Acción requerida 1: Reproduce literalmente el fragmento del texto del documento que empieza en "Ya ni recordaba" y se extiende hasta "yo pensé verdes." inclusive.
Acción requerida 2:
Responde con base en el texto del documento:
(a) ¿Qué respuesta sigue a la frase "El tiempo pasa..."?
(b) ¿Hacia qué lado se mira la noche en que, según el texto, todo comenzó?
(c) ¿De qué color se pensó que eran los ojos con la luz del bar?
Acción requerida 3: Enumera todas las formas verbales conjugadas en segunda persona del singular del pretérito (perfecto simple o imperfecto) que aparecen en el texto del documento.

Texto del documento:
Nos vamos poniendo...

El tiempo pasa...- dijiste.
Nos vamos poniendo technos.- contesté.

Sonreíste. Eso me bastaba.
Ya ni recordaba si era yo el que te había cantado esa versión. O si a vos te gustaba desde antes. Eso me extrañó un poco: no hacía tanto que nos conocíamos. Pero fue tal el vendaval de cosas que compartimos en esos meses que bien pudiste tener guardada esa semejanza, solo para evitar que me espantase. Algo que no ocurrió, ni yo siquiera pense que pudiese ocurrir.
Para mi, todo comenzó cuando miré hacia mi derecha una noche, varios minutos después de que hubiesemos intercambiado los saludos de rigor entre nosotros y los amigos en común. Recuerdo ese instante como uno de esos pequeños hallazgos que se pierden y vuelven a aparecer en la niebla de lo cotidiano: ahí estabas, mirándome con los ojos claros, que con la luz del bar yo pensé verdes.

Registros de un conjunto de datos
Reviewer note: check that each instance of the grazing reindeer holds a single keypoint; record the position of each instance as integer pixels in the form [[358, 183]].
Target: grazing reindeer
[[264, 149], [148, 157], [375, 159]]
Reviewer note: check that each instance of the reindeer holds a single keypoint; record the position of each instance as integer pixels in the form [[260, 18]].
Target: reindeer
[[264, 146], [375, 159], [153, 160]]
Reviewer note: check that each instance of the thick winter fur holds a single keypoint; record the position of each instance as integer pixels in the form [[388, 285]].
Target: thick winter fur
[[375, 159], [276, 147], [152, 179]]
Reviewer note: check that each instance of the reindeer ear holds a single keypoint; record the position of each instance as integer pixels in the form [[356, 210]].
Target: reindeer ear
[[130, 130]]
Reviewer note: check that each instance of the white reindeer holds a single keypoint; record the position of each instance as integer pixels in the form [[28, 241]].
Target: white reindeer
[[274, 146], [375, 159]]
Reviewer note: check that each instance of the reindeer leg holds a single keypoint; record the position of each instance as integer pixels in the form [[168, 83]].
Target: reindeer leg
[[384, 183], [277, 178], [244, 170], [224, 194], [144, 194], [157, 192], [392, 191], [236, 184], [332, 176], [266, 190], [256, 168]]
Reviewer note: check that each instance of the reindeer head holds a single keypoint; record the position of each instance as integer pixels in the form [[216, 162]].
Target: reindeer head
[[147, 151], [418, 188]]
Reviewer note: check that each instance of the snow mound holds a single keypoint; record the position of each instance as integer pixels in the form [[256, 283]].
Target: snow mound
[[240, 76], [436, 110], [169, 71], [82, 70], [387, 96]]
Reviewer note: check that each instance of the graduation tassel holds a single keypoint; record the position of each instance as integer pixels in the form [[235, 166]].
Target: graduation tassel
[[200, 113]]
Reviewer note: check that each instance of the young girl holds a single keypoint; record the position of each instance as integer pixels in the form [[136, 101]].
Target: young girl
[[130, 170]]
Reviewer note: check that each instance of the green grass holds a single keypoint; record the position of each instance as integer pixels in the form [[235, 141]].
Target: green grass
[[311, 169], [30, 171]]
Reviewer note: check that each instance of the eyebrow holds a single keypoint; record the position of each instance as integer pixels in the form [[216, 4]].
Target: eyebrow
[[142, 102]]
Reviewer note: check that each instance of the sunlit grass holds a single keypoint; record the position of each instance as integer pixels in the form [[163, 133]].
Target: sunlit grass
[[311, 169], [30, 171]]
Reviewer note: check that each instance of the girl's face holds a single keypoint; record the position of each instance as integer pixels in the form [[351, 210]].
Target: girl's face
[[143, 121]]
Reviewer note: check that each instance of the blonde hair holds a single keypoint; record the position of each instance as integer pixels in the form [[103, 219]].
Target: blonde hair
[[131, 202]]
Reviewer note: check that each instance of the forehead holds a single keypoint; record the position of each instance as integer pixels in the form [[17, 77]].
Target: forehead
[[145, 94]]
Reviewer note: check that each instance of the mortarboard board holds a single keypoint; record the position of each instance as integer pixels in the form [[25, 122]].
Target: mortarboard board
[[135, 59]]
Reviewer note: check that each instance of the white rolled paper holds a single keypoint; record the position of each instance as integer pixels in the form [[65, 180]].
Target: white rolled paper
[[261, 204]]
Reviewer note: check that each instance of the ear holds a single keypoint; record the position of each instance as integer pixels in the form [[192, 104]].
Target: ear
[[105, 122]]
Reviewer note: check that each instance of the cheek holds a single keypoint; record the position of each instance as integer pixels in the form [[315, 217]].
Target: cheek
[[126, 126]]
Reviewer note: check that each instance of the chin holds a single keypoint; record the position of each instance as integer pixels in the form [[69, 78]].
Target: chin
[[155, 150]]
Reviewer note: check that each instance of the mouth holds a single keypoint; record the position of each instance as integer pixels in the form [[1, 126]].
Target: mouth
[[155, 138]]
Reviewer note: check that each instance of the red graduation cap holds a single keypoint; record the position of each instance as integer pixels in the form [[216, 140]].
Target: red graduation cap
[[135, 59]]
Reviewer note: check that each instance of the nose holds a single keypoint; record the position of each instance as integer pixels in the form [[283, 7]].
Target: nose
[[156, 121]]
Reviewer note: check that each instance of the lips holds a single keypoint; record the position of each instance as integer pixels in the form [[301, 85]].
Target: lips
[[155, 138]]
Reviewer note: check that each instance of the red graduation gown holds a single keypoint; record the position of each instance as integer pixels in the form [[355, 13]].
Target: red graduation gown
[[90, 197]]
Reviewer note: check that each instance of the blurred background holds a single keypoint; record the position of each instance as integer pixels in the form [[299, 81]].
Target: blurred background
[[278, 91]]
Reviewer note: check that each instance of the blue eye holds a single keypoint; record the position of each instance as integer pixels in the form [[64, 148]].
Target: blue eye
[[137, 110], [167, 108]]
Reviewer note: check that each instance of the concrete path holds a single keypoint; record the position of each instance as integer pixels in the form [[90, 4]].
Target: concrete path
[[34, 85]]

Resultado obtenido 1:
Ya ni recordaba si era yo el que te había cantado esa versión. O si a vos te gustaba desde antes. Eso me extrañó un poco: no hacía tanto que nos conocíamos. Pero fue tal el vendaval de cosas que compartimos en esos meses que bien pudiste tener guardada esa semejanza, solo para evitar que me espantase. Algo que no ocurrió, ni yo siquiera pense que pudiese ocurrir.
Para mi, todo comenzó cuando miré hacia mi derecha una noche, varios minutos después de que hubiesemos intercambiado los saludos de rigor entre nosotros y los amigos en común. Recuerdo ese instante como uno de esos pequeños hallazgos que se pierden y vuelven a aparecer en la niebla de lo cotidiano: ahí estabas, mirándome con los ojos claros, que con la luz del bar yo pensé verdes.

Resultado obtenido 2:
(a) "Nos vamos poniendo technos."
(b) Hacia la derecha.
(c) Verdes.

Resultado obtenido 3: dijiste, Sonreíste, pudiste, estabas